======== Selection

Blog Homepage

A Story on a Plate: The Ladies of Llangollen

Guest Blog by Norena Shopland, 25 August 2017

It’s usually during LGBT History Month in February that people start producing articles and events around sexual orientation and gender identity heritage. But history should not be restricted to just one month and now as Pride Cymru takes place in Cardiff, it’s a good time to consider LGBT history.

A Story on a Plate

Take for example a plate in the collections of Amgueddfa Cymru National Museum Wales, which features an image of two women on horseback set within a landscape. It is just one in thousands of blue and white transfer-printed wares so popular in the 19th century and beyond. However this picture is intriguing.

Plate, Glamorgan Pottery, c. 1813-1839

It is called “Ladies of Llangollen”, inspired by the story of two women, Lady Eleanor Butler and Miss Sarah Ponsonby.

When Eleanor and Sarah developed a passion for each other in their native Ireland their families, alarmed by this same-sex attraction, tried to ban them from seeing each other. However, determined to be together, they made an escape in the dead of night but were quickly captured. Persistently Eleanor and Sarah fought for the right to be together until eventually they won and their families allowed them to leave.

They made their way to Wales and eventually set up home in a small cottage in Llangollen where they were to live together for over 50 years.

Growing Fame

Their fame quickly grew and were visited by and corresponded with all manner of people such as Shelley, Byron, Sir Walter Scott, the Duke of Wellington, Josiah Wedgwood and Caroline Lamb. Their deaths in 1829 and 1831, respectively, did not end the fascination with this couple and throughout the following centuries their fame has endured – making them probably the most famous lesbian couple in history.

================

— Objectives —
1) List every person the blog post about the Ladies of Llangollen names as having visited or corresponded with the couple.
2) Write what comes next in the blog post about the Ladies of Llangollen, picking up after its final sentence.
The listing is separate material and not part of the blog post about the Ladies of Llangollen.

======== Data excerpt

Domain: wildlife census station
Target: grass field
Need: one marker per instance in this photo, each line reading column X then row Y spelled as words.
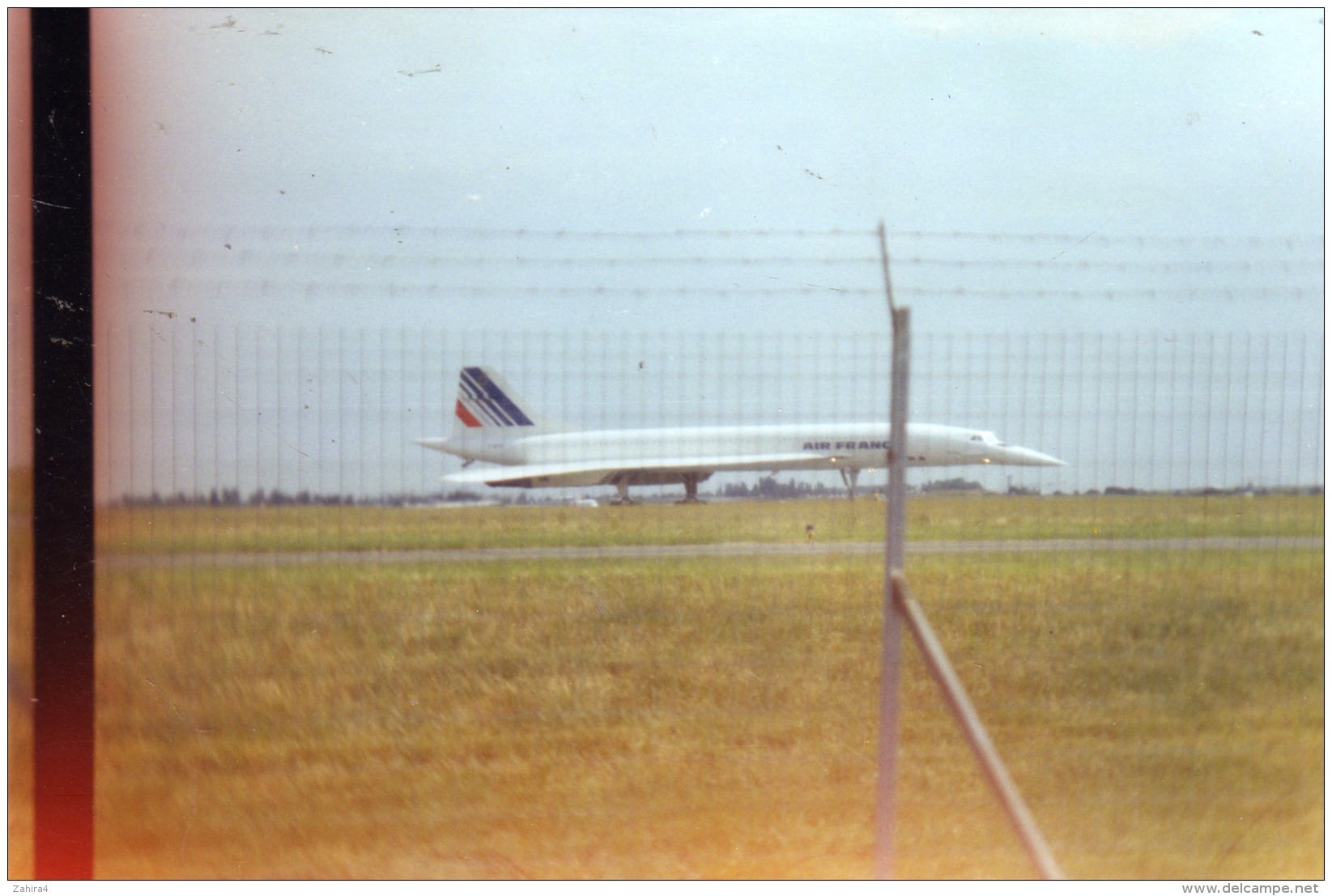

================

— Results by task —
1) Shelley, Byron, Sir Walter Scott, the Duke of Wellington, Josiah Wedgwood, Caroline Lamb

2)
During their lifetimes, the Ladies were adamant they wanted no portraits done.

However when Lady Parker visited in 1829 she got her mother to distract Eleanor and Sarah whilst she made quick sketches of their faces under the table. Eleanor was now quite blind so Lady Parker was able to sketch her full face whilst Sarah is in profile. After the couple’s deaths she worked the faces up into full body poses set within their library and sold copies of the picture to raise money for charity.

Portrait of Lady Eleanor Butler and Sarah Ponsonby, worked from a clandestine sketch made at their Llangollen home. (c) Norena Shopland

Portrait of Lady Eleanor Butler and Sarah Ponsonby, worked from a clandestine sketch made at their Llangollen home.

A Stolen Portrait

Around 1830 James Henry Lynch pirated the picture and produced what was to become the most enduring image of Eleanor and Sarah. It was mass produced and featured on a large range of tourist souvenirs, postcards and the covers of many books.

The 'Lynch' portrait of Lady Eleanor Butler and Sarah Ponsonby, pirated from the earlier 'Library' portrait and distributed on a mass scale. (c) Norena Shopland

The 'Lynch' portrait of Lady Eleanor Butler and Sarah Ponsonby, pirated from the earlier 'Library' portrait and distributed on a mass scale.

The picture Lynch produced was of the two women standing outside dressed in riding habits which both women were known to favour. And it appears at the tail end of a period of public fascination with Eleanor and Sarah’s lives.

The story of the Ladies had reached a wide audience by the late 18th–early 19th century and numerous accounts of their lives were being produced. Even William Wordsworth wrote a poem in 1824 after visiting them. Therefore interest was high when the pottery designs started appearing.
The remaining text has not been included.